§ **Source text**
◆ ◆ ◆

# Soil Test - How Often, How Many Times Per Year?



## SanDiegoLawn (Dec 29, 2020)

You guys have convinced me that getting a soil test prior to fertilizing is important. I just ordered my first-ever test through Midwest Labs. Thanks for the guidance on that!

My question -- How often do you need to do a soil test? How many times per year? And how do you decide the ideal timing/month(s) that you do the testing?


----------



## Beer-Ghost (Jun 30, 2021)

Your first soil test will let you know where your PH and nutrient levels are.
You will also get recommended application rates of deficient elements to add during the growing season.
Test every year if you have a correction to make.
I like to pull my soil samples early spring before any applications.


----------



## Mightyquinn (Jan 31, 2017)

You really only need to do a soil test once a year at the most and then once you have it to where you are only making small tweaks here and there you can probably go every other year and be just fine. It's best to take the samples when the lawn isn't frozen and it's been at least 2 weeks(longer the better) since you applied anything to the lawn as you don't want to throw off the test results.


----------



## SanDiegoLawn (Dec 29, 2020)

Thanks @Mightyquinn and @Beer-Ghost ... I appreciate the info.


----------

◆ ◆ ◆

(Records of labeled points)
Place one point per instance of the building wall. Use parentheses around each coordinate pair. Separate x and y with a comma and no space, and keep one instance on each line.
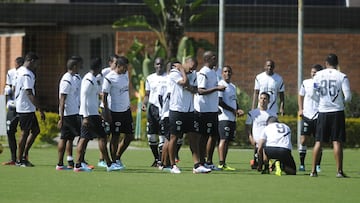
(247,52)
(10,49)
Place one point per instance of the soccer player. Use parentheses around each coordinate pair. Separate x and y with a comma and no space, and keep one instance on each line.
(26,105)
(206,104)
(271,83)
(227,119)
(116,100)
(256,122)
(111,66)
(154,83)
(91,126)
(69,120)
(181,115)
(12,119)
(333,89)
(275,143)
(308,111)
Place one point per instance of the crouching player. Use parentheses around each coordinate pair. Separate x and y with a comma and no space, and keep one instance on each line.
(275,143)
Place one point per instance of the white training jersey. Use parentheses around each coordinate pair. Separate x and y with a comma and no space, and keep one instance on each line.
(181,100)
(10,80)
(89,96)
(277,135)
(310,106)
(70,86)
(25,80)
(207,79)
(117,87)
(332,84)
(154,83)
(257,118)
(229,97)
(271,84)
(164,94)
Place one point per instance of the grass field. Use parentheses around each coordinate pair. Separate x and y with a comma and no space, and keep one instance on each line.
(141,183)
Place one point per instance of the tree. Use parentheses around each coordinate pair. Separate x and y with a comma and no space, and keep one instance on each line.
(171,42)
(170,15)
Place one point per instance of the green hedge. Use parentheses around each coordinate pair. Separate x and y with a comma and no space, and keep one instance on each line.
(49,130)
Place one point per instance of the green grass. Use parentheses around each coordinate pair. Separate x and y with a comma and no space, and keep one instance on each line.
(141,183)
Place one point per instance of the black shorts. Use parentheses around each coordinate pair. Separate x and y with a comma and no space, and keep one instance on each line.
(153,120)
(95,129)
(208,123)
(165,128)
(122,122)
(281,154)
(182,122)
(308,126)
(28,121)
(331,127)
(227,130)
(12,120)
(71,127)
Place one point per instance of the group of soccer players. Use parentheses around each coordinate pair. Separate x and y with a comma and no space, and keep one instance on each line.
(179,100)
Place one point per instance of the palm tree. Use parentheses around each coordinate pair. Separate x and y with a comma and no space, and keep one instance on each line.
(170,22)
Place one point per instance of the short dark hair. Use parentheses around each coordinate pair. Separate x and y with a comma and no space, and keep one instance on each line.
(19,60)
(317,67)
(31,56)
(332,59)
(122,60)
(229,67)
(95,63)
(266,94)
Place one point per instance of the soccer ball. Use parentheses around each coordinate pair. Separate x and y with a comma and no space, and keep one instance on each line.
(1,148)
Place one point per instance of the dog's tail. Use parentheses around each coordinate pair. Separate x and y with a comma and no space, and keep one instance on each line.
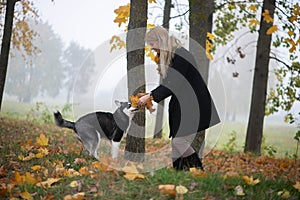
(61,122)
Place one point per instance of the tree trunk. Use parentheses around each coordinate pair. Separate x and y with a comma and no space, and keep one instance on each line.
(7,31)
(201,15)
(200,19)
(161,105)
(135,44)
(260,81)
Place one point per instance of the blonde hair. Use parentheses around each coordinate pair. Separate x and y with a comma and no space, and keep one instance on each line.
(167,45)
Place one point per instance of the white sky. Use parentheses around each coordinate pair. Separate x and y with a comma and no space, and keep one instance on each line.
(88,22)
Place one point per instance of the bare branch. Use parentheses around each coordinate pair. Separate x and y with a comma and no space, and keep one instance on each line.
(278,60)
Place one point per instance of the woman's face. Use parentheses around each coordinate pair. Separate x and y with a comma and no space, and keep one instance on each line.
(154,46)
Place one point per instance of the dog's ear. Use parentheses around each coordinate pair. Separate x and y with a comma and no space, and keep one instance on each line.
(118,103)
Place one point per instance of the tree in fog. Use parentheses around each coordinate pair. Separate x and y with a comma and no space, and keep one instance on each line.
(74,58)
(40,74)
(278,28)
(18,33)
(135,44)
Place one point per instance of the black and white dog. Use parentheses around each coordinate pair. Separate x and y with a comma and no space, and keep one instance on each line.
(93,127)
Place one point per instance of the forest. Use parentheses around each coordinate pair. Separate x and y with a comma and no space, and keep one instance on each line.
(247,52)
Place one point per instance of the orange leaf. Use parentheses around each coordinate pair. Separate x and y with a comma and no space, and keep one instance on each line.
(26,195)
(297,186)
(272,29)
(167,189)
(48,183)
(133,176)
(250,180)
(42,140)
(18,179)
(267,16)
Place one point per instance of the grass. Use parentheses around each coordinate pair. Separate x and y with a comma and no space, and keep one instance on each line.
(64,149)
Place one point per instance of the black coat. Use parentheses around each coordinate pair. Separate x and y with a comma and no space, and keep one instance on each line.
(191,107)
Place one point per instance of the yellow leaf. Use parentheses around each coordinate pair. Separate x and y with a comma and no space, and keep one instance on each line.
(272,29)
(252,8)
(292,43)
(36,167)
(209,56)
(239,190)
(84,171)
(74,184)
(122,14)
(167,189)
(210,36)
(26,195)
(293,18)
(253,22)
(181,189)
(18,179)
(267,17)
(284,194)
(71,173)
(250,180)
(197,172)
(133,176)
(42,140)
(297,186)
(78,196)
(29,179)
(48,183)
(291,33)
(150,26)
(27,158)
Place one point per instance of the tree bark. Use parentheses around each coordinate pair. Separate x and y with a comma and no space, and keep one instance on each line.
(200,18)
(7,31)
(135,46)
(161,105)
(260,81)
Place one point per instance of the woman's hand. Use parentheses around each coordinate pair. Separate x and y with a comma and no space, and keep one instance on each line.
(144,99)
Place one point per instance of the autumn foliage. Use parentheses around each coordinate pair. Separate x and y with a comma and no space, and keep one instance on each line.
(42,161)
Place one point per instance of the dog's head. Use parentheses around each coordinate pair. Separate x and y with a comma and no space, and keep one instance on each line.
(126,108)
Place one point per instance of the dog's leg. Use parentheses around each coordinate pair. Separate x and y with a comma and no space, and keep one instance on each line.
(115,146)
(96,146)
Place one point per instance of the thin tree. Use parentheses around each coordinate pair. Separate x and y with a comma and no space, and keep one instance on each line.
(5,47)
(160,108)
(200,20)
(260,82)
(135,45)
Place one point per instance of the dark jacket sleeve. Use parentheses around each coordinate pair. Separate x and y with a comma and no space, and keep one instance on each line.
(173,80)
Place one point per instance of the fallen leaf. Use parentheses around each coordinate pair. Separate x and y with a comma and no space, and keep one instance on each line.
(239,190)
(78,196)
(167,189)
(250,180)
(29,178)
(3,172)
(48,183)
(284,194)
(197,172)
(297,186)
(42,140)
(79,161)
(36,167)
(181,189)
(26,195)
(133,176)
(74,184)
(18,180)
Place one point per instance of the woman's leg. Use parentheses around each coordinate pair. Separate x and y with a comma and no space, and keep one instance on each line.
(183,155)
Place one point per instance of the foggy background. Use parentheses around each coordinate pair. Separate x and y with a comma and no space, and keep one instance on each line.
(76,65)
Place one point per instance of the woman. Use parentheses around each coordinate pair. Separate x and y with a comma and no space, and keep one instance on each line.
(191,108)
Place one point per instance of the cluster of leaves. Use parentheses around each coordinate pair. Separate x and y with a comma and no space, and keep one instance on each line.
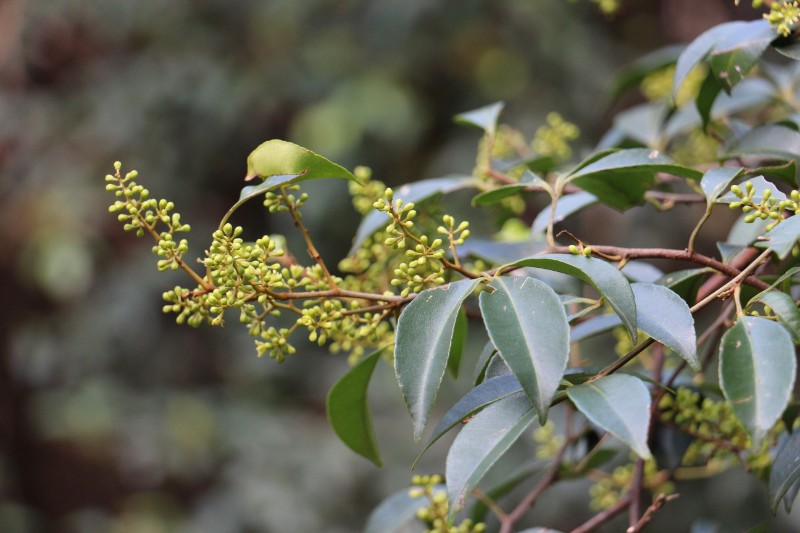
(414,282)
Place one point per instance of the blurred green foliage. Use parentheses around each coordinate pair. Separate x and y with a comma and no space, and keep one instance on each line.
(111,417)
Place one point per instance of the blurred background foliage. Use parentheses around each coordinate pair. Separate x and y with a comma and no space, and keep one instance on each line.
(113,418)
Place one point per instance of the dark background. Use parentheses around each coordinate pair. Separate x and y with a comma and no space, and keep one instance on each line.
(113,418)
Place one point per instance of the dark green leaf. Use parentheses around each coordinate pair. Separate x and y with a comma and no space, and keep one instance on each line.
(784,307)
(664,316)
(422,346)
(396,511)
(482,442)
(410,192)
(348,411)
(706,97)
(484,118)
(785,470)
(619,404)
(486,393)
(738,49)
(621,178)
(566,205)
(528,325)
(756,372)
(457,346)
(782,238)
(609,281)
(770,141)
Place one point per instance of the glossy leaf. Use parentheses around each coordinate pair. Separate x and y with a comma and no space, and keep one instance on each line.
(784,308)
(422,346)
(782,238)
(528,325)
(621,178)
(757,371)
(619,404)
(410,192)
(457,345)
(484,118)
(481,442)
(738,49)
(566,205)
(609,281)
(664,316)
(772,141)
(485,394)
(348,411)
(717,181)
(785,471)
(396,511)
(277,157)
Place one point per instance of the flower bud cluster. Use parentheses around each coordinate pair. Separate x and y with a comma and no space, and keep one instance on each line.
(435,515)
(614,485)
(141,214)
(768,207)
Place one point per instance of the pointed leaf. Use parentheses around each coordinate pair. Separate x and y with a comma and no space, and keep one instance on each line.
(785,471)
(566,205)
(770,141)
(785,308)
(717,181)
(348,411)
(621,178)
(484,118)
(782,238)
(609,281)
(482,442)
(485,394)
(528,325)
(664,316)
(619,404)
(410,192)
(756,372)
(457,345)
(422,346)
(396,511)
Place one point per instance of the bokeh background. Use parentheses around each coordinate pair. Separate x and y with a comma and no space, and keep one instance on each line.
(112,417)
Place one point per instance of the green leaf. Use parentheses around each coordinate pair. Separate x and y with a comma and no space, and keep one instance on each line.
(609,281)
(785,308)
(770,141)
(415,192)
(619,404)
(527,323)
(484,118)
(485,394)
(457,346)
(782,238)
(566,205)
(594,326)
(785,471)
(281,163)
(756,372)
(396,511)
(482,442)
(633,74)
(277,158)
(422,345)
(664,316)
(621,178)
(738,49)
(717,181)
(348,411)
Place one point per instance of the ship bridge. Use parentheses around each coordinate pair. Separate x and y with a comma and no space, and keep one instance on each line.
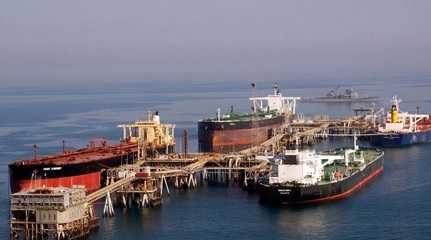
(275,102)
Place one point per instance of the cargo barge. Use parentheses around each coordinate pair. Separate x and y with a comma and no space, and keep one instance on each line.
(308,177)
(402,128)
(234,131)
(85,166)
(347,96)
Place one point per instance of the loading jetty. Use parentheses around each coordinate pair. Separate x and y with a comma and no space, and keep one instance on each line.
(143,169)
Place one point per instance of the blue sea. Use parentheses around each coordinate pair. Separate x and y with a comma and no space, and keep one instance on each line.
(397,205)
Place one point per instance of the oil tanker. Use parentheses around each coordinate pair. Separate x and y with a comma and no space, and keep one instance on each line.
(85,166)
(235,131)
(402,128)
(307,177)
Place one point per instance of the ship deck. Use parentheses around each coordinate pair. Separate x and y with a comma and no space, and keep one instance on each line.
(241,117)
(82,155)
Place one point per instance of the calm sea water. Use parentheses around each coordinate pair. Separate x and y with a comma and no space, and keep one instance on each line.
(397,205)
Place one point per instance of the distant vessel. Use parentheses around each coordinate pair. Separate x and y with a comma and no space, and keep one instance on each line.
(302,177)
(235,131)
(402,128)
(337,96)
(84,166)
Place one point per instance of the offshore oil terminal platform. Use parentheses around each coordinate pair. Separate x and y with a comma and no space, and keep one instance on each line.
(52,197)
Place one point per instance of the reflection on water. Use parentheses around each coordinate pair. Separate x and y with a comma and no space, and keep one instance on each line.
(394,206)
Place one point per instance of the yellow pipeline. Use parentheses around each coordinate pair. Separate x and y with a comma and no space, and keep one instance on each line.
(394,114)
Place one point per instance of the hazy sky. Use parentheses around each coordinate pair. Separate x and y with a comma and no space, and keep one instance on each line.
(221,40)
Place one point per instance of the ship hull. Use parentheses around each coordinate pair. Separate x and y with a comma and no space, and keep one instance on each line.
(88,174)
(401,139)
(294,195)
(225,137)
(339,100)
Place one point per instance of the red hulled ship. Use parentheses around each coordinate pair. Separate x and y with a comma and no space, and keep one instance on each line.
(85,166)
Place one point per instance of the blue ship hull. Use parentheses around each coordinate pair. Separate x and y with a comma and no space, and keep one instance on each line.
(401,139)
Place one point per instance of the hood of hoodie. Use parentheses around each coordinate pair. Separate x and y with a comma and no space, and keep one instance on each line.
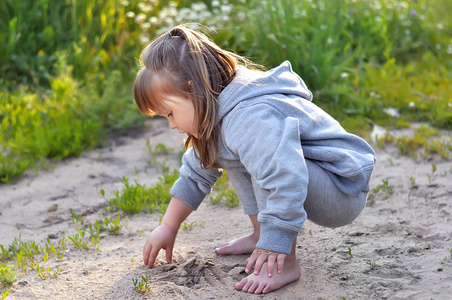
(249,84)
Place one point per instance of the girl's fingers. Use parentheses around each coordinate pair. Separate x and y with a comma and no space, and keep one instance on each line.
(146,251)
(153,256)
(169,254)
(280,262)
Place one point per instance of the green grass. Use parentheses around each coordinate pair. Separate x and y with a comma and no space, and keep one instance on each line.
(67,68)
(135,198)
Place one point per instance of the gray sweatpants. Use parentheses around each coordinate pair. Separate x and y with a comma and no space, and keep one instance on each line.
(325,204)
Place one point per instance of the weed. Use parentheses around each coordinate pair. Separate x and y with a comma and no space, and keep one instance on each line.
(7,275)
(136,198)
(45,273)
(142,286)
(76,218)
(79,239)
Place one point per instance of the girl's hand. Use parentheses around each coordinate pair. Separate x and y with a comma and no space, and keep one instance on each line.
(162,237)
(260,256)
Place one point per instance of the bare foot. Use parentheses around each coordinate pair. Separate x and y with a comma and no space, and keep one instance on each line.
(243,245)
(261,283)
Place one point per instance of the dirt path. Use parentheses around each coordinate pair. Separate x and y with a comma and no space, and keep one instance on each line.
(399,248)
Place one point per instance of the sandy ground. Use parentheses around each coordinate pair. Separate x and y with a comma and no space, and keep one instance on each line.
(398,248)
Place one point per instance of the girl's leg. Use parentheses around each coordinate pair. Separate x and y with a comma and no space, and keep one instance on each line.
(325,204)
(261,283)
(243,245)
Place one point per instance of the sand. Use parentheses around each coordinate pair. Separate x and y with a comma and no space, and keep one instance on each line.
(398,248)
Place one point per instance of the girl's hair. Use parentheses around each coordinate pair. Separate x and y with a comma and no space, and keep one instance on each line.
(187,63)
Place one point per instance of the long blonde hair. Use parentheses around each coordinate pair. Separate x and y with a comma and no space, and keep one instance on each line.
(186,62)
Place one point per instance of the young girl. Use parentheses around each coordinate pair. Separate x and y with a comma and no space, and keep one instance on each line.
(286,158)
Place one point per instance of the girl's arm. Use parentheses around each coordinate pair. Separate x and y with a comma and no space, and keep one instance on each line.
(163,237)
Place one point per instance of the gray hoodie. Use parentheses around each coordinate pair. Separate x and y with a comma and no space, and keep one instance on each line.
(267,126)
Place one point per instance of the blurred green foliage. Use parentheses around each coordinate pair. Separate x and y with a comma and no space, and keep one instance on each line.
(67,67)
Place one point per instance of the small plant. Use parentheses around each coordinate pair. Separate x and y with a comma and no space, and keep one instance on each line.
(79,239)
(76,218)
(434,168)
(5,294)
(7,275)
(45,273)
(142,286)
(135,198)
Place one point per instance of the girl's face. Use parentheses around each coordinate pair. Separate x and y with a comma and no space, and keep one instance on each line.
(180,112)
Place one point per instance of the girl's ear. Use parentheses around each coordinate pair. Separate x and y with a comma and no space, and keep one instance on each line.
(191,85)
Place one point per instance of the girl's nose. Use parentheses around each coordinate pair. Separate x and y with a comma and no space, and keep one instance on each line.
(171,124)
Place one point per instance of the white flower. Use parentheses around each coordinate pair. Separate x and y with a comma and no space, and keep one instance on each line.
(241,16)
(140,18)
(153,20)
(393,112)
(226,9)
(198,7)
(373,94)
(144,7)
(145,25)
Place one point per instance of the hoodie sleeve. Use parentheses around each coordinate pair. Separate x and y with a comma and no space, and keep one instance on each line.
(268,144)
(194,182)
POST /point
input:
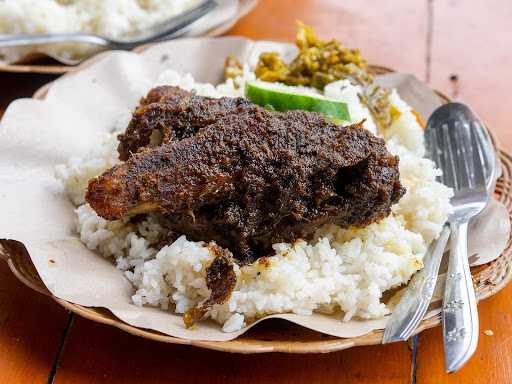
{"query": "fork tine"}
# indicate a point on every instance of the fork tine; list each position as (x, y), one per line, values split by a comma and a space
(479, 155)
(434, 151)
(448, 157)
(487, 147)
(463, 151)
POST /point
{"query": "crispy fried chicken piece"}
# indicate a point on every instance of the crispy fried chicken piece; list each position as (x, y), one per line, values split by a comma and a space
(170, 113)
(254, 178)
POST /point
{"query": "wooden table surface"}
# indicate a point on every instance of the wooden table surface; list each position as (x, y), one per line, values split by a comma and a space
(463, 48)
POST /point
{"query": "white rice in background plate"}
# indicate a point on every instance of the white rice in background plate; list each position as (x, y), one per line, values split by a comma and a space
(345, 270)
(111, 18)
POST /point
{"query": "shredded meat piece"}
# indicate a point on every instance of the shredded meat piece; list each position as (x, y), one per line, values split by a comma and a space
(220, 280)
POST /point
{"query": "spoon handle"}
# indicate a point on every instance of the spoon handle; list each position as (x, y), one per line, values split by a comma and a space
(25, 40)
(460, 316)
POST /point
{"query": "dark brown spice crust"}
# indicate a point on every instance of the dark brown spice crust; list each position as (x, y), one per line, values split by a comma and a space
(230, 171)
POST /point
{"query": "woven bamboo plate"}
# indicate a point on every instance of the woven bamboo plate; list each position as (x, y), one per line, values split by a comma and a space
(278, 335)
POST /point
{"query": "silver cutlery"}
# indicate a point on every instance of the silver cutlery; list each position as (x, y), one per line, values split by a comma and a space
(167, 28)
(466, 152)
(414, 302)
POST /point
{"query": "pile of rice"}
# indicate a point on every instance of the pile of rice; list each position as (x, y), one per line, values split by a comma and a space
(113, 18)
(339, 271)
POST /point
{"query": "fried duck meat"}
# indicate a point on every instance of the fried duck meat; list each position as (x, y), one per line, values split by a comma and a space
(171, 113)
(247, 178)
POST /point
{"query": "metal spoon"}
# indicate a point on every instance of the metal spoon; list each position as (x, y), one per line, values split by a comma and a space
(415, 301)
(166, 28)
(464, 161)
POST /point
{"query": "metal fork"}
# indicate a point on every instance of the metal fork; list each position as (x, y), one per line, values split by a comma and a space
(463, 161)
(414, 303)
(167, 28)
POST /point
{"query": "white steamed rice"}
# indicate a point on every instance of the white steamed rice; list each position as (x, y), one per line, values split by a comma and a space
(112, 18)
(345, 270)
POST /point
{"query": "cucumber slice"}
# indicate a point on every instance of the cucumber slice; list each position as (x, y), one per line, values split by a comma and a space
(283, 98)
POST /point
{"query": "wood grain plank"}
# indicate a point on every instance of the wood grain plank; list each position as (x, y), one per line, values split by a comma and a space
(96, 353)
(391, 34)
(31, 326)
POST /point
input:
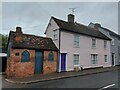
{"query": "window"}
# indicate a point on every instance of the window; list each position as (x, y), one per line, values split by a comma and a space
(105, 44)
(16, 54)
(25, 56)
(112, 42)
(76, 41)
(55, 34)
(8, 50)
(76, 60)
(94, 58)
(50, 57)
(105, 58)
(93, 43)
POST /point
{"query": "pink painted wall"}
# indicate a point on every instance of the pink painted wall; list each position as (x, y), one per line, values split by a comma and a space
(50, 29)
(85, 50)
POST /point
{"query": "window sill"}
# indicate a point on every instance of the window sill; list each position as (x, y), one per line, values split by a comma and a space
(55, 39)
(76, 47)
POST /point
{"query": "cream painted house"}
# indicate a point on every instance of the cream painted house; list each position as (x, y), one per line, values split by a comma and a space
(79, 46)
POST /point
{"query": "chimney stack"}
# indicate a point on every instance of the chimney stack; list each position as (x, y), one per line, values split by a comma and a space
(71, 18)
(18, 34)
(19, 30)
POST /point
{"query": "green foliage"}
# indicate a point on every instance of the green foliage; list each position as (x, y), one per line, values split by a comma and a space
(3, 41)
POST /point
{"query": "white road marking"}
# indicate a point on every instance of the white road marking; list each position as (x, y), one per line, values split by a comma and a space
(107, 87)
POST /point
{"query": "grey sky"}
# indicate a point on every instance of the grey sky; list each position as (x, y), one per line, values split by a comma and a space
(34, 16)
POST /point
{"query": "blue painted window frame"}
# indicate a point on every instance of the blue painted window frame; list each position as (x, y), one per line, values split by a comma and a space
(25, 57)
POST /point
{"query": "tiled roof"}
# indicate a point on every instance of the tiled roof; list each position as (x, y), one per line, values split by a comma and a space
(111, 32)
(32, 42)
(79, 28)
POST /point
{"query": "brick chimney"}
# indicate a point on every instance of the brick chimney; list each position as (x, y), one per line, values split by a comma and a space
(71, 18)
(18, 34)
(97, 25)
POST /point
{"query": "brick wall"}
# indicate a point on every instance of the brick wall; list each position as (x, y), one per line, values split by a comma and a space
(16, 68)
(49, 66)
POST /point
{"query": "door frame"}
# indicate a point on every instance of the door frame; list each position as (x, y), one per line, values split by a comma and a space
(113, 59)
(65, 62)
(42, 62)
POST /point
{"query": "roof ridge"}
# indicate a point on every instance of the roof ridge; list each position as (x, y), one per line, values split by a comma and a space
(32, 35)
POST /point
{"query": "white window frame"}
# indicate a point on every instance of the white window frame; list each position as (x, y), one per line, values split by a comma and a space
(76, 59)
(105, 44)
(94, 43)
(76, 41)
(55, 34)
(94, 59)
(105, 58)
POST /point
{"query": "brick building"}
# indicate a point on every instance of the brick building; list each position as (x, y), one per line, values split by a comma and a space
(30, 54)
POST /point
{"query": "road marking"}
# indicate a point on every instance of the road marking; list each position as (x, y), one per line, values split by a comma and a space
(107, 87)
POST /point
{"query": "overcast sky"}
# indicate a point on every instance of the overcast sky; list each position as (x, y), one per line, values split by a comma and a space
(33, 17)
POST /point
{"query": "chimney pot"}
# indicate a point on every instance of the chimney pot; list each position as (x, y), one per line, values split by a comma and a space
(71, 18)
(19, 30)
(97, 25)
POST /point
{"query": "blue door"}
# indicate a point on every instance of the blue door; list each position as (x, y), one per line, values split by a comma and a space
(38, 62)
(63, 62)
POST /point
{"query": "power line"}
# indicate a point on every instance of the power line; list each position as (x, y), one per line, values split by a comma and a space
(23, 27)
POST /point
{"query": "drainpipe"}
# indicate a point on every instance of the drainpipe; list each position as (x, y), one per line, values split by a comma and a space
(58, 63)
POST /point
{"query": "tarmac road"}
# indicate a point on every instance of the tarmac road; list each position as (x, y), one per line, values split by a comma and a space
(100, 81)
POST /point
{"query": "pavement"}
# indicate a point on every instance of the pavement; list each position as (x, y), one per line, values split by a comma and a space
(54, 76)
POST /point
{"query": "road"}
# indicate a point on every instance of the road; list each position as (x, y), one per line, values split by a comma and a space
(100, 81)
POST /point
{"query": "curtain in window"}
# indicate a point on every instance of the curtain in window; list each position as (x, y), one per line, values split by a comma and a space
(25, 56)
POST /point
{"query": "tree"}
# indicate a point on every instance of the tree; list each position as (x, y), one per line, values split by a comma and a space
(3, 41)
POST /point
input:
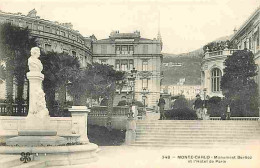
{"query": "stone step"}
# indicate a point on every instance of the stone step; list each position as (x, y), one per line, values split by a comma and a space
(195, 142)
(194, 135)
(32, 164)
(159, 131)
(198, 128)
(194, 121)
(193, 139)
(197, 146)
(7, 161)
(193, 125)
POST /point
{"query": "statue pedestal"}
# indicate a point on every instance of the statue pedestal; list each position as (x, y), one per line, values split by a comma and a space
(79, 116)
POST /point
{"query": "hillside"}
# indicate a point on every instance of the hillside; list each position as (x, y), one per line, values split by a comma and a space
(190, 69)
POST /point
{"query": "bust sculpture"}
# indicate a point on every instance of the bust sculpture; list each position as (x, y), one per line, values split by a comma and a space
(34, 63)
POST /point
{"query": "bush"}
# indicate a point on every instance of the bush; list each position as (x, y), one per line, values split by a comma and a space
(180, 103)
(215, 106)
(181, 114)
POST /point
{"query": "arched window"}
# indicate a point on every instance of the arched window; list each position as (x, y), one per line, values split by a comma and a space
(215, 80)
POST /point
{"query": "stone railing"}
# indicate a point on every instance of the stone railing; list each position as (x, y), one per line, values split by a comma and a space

◆ ◆ ◆

§ **What is asked**
Answer these questions from the soil test thread:
(a) Which lab did SanDiegoLawn order a first-ever soil test through?
(b) When does Beer-Ghost like to pull soil samples?
(c) According to Mightyquinn, how long should it be since anything was applied to the lawn before samples are taken?

§ **Output below**
(a) Midwest Labs.
(b) Early spring, before any applications.
(c) At least 2 weeks, and longer is better.